- [SOURCE PASSAGE]
------------------------
Oh no Gareth has some new Optimum stuff bang goes my wages:lol:


----------



## Guest (Jun 6, 2009)

Gary-360 said:


> Whilst I agree it seems a very capable shampoo, is it fair and reasonable to conduct test inside a unit when probably 99% have to wash/dry outside with sunlight, winds etc to contend with?
> 
> It's not a criticism by any means, but you understand where I'm coming from.
> 
> Gary


I don't see what difference that could make to do with the performance of the shampoo though?


----------



## Neil_S (Oct 26, 2005)

Sounds promising Dave as the 901 is the shampoo I usually reach for and looks like I may have to try some of this when current shampoo is exhausted.

Car looks immaculate btw :thumb:


----------



## Ross (Apr 25, 2007)

Neil_S said:


> Sounds promising Dave as the 901 is the shampoo I usually reach for and looks like I may have to try some of this when current shampoo is exhausted.
> 
> Car looks immaculate btw :thumb:


Neil I cant decide which is better Optimum or 901 IMO there both to close to call both is as good as each other


----------



## Detailed Obsession (Mar 2, 2006)

RosswithaOCD said:


> Oh no Gareth has some new Optimum stuff bang goes my wages:lol:


Time to get your money out Ross :lol:

Gareth


----------



## Gary-360 (Apr 26, 2008)

G220 said:


> I don't see what difference that could make to do with the performance of the shampoo though?


Dont get me wrong, I'm not disputing the product or the method, but you know what it's like on a sunny day doing this, the suds are drying in before you manage to rinse it off. How would this compare to other shampoos in similar condtitions?

Gary


----------



## Guest (Jun 6, 2009)

I see your point but I think there are so many variables the inside or outside wouldn't really make a difference. It'd be very subjective to measure how well a product copes with intense sunlight i'd imagine too. I do suppose though had it been done outside in intense sunlight you could say how bad the water spotting is :thumb:


----------



## Detailed Obsession (Mar 2, 2006)

Gary - my drive is in sunlight throughout the day, and i live in a hard water area, but the Optimum Shampoo doesn't water spot. I was doing the missus's car yesterday and the ice cream van came round mid wash, so whilst i was 'distracted' the sun dried the wash solution completely onto the paint. I re-washed it afterwards and everything was perfect :thumb:

Gareth


----------



## Bunky (Feb 1, 2008)
------------------------
- [STORED DATA]
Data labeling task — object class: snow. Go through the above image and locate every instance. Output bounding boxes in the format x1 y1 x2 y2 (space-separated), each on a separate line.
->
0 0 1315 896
------------------------
- [TASKS FOR THIS EXERCISE]
1. In the car shampoo thread, which shampoo does Neil_S say he usually reaches for?
2. Continue the car shampoo thread with the post that follows the last header shown.

- [SOLVED PROBLEMS]
1. The 901.

2.
I am still looking for a good "rinsing" soap that helps reduce water spots. Suds are not as important as just pure non-LSP stripping cleaning and rinsing. 

After you have used ONR you wonder why there is so much discussion about lubricity when ONR does not feel slick at all in the wash bucket but then I plan to add some ONR or DP Rinseless Wash and Gloss to my next bucket to improve rinsing and give it a more detailed look when dry.


----------



## Gary-360 (Apr 26, 2008)

Detailed Obsession said:


> Gary - my drive is in sunlight throughout the day, and i live in a hard water area, but the Optimum Shampoo doesn't water spot. I was doing the missus's car yesterday and the ice cream van came round mid wash, so whilst i was 'distracted' the sun dried the wash solution completely onto the paint. I re-washed it afterwards and everything was perfect :thumb:
> 
> Gareth


Well that's put me straight then :thumb:

Thanks for the info Gareth; was it a 99 or a double chocolate wafer then?


----------



## Detailed Obsession (Mar 2, 2006)

I always have: large 99, two flakes, and chocolate sauce  I have a quite a large sweet tooth 

Gareth


----------



## MidlandsCarCare (Feb 18, 2006)

Choice of champions that Gareth!


----------



## Detailed Obsession (Mar 2, 2006)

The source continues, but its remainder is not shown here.